10 ans après sa mort dans son exil volontaire en France, l’Egyptien francophone Albert Cossery (né au Caire en 1913 et mort le 22 juin 2008) est au coeur du débat relatif à son écriture novatrice et à son parcours riche de contradictions. Et ce, grâce aux festivités organisées sous la forme d’un colloque et d’une exposition par l’Institut Français d’Egypte (IFE), les 24 et 25 juin, pour rendre hommage à l’auteur de
Mendiants et orgueilleux. Parmi les participants au colloque figurait Irène Vinoglio, qui a parlé du chemin extraordinaire entrepris par cet «
excellent mendiant » et des échos de sa philosophie de l’éloge de la simplicité et de la paresse dans la littérature égyptienne et au sein même de la société égyptienne. Elle a souligné le mérite de Cossery, qui a réussi à présenter à l’Occident une image moderne de l’Egypte pendant les années 1940.

──────────

> _Défis proposés_:
- a) D'après l'extrait sur Albert Cossery, quelle institution a organisé le colloque et l'exposition en hommage à l'écrivain ?
- b) Prolongez l'extrait sur Albert Cossery à partir de sa dernière phrase.
Le matériel qui vient ensuite est indépendant de l'extrait sur Albert Cossery.

──────────

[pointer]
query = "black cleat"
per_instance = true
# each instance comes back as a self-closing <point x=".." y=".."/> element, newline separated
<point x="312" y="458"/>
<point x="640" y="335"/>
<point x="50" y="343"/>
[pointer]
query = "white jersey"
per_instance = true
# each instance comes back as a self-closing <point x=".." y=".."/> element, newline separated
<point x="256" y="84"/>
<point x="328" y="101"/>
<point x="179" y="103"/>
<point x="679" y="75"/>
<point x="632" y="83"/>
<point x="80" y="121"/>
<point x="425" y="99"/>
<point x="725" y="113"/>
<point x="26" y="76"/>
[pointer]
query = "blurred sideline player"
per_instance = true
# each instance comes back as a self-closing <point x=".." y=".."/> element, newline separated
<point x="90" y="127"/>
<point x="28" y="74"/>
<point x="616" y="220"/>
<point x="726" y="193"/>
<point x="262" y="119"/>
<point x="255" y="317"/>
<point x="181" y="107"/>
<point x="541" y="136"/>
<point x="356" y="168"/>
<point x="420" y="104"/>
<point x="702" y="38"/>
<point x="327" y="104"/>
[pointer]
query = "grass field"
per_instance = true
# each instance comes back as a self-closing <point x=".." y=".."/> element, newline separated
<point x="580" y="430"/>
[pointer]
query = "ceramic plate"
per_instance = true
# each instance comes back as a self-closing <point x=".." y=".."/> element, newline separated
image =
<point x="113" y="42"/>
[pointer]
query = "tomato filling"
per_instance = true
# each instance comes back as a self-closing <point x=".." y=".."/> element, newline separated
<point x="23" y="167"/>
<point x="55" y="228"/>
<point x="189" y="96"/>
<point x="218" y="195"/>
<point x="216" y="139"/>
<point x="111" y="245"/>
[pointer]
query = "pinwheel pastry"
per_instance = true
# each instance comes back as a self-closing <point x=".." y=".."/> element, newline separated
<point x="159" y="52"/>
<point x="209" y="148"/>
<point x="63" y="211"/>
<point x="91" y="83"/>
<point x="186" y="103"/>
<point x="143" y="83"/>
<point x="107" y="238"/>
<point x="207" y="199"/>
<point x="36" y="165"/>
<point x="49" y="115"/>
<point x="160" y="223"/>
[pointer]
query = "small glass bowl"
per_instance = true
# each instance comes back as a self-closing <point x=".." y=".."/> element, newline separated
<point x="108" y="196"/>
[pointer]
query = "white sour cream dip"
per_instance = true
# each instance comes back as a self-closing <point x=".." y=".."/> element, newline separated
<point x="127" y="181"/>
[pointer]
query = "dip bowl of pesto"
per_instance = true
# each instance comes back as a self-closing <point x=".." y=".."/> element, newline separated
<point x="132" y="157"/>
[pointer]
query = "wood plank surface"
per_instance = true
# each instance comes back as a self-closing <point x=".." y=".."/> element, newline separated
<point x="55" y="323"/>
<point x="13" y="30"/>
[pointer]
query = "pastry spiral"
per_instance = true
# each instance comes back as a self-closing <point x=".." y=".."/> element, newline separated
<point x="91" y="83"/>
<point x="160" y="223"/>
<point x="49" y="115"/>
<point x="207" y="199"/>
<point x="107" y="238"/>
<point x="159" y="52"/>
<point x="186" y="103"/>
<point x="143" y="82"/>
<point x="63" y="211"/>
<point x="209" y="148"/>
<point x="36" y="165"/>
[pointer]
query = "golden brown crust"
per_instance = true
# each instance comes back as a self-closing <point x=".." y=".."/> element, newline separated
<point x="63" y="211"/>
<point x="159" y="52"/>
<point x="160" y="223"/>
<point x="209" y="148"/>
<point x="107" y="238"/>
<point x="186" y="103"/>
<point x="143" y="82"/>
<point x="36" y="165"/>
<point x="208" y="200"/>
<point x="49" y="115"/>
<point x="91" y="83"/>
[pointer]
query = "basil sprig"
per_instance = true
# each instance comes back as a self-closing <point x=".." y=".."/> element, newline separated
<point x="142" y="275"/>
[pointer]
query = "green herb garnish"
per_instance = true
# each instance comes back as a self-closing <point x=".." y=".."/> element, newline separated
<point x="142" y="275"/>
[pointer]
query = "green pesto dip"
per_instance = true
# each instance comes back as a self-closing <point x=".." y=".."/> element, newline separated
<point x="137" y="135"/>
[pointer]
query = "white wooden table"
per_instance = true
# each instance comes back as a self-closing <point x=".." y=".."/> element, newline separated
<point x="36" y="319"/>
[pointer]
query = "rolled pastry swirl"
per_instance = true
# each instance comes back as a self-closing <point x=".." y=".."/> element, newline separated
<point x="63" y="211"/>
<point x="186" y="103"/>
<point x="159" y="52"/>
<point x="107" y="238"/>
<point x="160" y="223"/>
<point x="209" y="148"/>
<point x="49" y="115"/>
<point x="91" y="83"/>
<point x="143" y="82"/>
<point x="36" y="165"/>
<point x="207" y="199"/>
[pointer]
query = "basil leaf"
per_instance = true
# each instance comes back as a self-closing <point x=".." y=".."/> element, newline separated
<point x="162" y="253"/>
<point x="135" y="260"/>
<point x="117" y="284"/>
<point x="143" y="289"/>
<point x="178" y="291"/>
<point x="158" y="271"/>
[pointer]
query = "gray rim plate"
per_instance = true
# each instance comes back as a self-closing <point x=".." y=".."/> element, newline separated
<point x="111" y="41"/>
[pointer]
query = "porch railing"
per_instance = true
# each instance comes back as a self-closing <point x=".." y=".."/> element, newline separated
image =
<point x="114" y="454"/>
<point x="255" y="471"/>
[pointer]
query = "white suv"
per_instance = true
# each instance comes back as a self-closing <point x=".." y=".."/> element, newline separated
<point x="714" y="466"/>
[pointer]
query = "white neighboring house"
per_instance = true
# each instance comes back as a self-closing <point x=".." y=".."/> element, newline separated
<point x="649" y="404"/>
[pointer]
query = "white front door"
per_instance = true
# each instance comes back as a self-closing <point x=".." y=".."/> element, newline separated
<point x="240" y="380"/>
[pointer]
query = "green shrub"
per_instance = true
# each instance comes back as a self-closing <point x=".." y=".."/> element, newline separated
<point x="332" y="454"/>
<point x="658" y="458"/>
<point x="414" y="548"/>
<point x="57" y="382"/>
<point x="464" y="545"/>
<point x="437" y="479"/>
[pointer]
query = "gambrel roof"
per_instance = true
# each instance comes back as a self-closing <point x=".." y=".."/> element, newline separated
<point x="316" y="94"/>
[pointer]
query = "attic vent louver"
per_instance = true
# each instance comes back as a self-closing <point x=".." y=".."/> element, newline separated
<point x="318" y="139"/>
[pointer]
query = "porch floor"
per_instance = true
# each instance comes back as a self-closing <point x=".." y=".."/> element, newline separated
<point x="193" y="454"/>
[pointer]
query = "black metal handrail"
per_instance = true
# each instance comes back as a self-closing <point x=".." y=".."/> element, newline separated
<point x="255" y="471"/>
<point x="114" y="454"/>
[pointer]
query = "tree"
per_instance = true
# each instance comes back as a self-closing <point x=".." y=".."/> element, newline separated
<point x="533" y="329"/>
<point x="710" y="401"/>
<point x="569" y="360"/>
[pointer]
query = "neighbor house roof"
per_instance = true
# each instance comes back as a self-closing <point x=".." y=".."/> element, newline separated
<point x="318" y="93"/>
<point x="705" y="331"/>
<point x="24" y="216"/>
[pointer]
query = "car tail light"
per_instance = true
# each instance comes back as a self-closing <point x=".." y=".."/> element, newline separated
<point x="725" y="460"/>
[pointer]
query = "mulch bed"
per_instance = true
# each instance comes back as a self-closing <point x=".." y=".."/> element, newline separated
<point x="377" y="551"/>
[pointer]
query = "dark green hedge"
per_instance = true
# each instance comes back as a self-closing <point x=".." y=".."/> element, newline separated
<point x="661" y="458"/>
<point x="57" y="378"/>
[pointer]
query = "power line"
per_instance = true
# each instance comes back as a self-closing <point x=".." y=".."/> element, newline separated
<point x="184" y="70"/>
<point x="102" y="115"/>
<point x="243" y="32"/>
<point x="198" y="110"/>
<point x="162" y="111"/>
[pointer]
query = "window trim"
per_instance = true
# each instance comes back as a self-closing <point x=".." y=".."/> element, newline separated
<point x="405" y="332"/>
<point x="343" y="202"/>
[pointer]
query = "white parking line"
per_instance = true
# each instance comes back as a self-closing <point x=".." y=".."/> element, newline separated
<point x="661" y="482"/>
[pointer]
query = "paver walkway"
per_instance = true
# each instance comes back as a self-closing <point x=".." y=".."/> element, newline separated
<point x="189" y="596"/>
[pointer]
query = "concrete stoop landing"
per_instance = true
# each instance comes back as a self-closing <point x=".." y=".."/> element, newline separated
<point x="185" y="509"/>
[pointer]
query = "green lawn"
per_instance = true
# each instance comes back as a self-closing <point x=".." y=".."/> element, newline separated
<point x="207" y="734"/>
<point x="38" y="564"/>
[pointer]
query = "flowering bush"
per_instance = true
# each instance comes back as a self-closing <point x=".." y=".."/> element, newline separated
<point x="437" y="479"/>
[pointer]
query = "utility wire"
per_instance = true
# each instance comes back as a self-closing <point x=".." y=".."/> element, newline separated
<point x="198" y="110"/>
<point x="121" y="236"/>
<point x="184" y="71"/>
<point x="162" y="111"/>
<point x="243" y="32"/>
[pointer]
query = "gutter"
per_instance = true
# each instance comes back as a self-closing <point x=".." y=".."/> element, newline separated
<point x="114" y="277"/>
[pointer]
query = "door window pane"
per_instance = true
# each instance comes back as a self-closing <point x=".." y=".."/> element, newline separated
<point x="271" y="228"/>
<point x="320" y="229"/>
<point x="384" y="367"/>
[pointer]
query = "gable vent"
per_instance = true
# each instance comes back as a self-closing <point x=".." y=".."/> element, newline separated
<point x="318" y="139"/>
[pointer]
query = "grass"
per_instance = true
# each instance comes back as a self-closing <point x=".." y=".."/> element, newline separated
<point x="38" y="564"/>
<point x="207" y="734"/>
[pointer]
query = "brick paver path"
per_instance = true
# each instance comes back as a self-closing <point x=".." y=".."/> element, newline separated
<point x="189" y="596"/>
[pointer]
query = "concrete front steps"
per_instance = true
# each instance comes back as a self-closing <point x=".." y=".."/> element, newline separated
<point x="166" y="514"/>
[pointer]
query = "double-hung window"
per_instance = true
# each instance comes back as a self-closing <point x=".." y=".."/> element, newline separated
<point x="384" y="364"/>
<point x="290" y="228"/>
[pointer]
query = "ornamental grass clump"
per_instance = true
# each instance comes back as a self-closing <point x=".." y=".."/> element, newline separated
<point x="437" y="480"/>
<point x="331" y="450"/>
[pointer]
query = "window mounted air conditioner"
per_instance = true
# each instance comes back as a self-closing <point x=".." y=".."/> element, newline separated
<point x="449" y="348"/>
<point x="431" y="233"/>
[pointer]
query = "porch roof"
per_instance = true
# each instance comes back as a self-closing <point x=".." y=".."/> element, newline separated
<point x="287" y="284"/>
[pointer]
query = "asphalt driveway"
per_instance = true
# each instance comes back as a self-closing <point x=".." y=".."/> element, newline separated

──────────

> _Réponses par tâche_:
- a) L'Institut Français d'Egypte (IFE).

- b)
L’événement a eu lieu au théâtre Rawabet au Townhouse, au centre-ville du Caire, et a regroupé Joëlle Losfeld, éditrice de Cossery, Catherine Farhi, traductrice, Béchir El-Sébaï, traducteur de renom, Christophe Ayad, journaliste de Libération, et Hanan Mounib, journaliste de France 24. Il a été animé par l’écrivain Ahmed Naji. Dans son intervention, Béchir El-Sébaï s’est attardé sur l’univers littéraire de Cossery et l’a relié au contexte socio-historique de l’Egypte des années 1940, dont les écrivains francophones sont devenus une partie prenante de l’avant-garde littéraire au niveau mondial, et ce, grâce aux liens qu’ils détenaient avec le mouvement surréaliste.

La perle de ces festivités est indubitablement l’exposition intitulée « Albert Cossery — Traces et témoignages », organisée à l’IFE par Lucienne d’Alençon, responsable du secteur Livre et débat d’idées de l’IFE, et Diane Augier, chargée de mission au même secteur. Elle présente des archives de photos, des manuscrits ainsi que des notes écrites à la main par l’auteur à l’époque où il ne pouvait plus parler, prêtés par Joëlle Losfeld. Sans oublier le passeport égyptien de Cossery, le seul qu’il n’ait jamais détenu, bien qu’il soit resté à Paris pendant plus de 60 ans, résidant dans le petit hôtel La Louisiane, situé à Saint-Germain-des-Prés, et le scénario d’un film autour de la personnalité de la star de la chanson arabe, Oum Kalsoum, qui constitue une découverte littéraire et indique une fois de plus l’attachement de l’écrivain à son identité égyptienne.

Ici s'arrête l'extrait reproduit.